- [PROBLEM DESCRIPTION]:
Pull out the lines of the material below, starting at the line that contains "Could you please spot the white sky" and ending at the last line, and reproduce them word for word.

- [EXTRACTED RECORDS]:

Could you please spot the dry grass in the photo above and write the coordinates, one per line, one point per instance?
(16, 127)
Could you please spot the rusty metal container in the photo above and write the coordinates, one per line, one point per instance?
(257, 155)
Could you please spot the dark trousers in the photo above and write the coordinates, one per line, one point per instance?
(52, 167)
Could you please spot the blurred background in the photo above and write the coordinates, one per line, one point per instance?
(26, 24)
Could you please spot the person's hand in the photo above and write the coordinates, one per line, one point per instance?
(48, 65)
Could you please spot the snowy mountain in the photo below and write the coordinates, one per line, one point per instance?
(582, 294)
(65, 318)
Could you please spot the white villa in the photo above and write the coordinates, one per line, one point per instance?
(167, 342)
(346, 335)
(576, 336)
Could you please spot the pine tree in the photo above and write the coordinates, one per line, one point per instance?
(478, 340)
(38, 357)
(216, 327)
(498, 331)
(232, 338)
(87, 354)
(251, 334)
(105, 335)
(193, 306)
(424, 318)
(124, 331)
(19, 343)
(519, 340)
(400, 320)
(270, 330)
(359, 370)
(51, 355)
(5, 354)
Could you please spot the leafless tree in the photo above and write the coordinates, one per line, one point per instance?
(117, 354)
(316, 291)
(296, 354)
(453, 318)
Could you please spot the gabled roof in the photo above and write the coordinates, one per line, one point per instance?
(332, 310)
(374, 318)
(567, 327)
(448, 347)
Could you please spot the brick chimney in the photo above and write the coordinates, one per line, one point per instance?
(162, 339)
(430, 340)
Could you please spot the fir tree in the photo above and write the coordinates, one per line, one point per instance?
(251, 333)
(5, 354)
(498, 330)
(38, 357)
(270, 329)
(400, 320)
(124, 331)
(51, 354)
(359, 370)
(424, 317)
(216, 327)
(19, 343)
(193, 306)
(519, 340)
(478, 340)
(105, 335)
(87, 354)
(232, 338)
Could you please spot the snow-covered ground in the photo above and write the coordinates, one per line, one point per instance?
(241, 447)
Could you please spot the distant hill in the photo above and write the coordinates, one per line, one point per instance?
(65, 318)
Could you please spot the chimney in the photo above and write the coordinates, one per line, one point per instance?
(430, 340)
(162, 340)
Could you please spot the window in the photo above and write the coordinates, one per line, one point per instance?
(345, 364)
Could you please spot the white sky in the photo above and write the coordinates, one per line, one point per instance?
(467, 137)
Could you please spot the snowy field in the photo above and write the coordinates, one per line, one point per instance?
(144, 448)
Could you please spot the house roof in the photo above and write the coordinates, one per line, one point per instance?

- [RESPONSE]:
Could you please spot the white sky in the photo above and write the coordinates, one per line, one point per instance?
(467, 137)
Could you please spot the snowy field in the photo above and write the coordinates, one per line, one point per instance?
(144, 448)
Could you please spot the house roof in the photo above and write the coordinates, one per line, one point per instance?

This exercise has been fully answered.